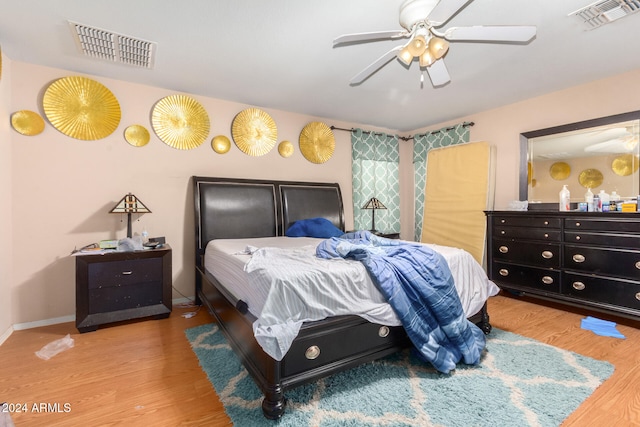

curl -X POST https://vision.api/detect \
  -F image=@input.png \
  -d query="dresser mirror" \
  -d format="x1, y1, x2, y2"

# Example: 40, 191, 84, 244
519, 111, 640, 211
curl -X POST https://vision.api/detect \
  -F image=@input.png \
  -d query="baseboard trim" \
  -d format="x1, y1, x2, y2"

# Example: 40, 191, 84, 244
13, 314, 76, 331
6, 297, 193, 334
0, 326, 14, 345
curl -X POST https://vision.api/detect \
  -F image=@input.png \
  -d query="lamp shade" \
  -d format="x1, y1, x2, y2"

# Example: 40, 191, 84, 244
362, 197, 387, 233
362, 197, 387, 209
109, 193, 151, 238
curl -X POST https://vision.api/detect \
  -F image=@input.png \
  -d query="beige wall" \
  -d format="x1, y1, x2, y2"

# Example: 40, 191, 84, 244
8, 61, 396, 333
0, 48, 13, 343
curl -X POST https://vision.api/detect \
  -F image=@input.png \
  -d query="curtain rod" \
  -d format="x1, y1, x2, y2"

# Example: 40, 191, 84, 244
330, 122, 475, 141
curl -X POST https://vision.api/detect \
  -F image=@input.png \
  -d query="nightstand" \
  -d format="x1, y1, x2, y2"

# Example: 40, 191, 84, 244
76, 245, 172, 333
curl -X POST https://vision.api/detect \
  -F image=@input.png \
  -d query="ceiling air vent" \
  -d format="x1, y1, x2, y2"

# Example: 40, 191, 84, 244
569, 0, 640, 30
69, 22, 157, 68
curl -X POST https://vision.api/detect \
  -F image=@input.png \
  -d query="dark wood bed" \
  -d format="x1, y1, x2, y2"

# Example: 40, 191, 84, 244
192, 176, 491, 419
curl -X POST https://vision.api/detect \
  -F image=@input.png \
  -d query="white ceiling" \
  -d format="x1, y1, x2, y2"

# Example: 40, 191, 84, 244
0, 0, 640, 132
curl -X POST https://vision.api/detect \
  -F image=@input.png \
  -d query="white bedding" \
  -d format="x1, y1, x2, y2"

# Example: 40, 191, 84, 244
205, 237, 499, 360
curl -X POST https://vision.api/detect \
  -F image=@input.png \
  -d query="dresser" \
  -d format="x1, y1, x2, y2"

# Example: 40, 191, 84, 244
485, 211, 640, 319
75, 245, 172, 332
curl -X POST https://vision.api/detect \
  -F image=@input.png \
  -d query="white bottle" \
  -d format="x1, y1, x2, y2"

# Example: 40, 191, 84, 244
598, 190, 609, 212
609, 190, 622, 212
560, 185, 571, 212
584, 188, 596, 212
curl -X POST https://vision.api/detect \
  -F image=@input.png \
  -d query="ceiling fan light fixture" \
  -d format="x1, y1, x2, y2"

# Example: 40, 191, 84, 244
420, 49, 436, 67
429, 37, 449, 59
407, 35, 427, 57
398, 45, 413, 65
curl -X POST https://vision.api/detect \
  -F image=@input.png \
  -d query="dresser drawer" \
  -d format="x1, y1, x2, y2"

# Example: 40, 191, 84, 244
493, 226, 562, 242
492, 239, 560, 268
562, 273, 640, 310
563, 245, 640, 280
88, 258, 162, 289
493, 216, 562, 228
564, 219, 640, 233
491, 262, 560, 293
564, 231, 640, 249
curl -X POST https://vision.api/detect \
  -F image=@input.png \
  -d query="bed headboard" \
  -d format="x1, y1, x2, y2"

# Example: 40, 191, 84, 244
192, 176, 344, 263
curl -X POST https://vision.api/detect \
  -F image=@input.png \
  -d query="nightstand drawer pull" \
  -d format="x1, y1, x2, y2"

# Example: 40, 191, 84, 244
304, 345, 320, 360
571, 254, 586, 262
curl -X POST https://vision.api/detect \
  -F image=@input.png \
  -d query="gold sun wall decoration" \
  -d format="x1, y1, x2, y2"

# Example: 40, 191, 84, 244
299, 122, 336, 163
42, 76, 121, 141
151, 95, 210, 150
231, 108, 278, 156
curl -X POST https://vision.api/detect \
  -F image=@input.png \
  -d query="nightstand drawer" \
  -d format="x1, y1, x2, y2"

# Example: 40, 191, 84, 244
88, 258, 162, 289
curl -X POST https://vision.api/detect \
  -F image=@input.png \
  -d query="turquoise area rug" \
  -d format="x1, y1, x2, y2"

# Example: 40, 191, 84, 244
185, 324, 614, 427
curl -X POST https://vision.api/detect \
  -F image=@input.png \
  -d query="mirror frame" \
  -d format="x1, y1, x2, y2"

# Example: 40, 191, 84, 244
519, 110, 640, 211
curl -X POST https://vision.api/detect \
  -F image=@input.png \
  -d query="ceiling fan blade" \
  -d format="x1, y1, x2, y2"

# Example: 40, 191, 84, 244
427, 0, 471, 28
333, 30, 410, 46
427, 59, 451, 87
443, 25, 536, 42
349, 46, 403, 85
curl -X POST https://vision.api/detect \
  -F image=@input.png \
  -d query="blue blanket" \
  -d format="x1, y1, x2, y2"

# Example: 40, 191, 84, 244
316, 231, 486, 373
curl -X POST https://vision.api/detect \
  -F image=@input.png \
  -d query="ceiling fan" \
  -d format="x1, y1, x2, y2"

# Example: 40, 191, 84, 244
333, 0, 536, 87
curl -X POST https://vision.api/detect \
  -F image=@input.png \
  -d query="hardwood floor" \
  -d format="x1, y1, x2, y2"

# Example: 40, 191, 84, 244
0, 295, 640, 427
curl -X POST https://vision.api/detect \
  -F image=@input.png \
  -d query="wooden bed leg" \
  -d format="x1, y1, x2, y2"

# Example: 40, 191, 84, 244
478, 303, 493, 335
262, 384, 286, 420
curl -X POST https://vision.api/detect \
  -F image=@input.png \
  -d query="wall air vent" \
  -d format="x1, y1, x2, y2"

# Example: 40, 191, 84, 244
69, 22, 157, 69
569, 0, 640, 30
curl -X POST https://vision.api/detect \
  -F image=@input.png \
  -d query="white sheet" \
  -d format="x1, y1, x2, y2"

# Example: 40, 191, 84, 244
205, 237, 499, 360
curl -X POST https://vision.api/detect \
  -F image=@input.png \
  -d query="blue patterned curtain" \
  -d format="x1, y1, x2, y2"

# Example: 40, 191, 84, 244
413, 123, 469, 242
351, 129, 400, 233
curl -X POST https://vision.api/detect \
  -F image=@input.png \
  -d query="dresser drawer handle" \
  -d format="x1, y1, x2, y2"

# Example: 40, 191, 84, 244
304, 345, 320, 360
378, 326, 389, 338
571, 254, 586, 263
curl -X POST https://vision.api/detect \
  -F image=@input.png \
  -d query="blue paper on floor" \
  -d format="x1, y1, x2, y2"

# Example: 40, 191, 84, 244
580, 316, 625, 338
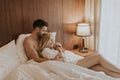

....................

[STATED GOAL]
Tally the lines in the items above that contain the string "dresser", with case counting, and give only the number.

[EXERCISE RESPONSE]
4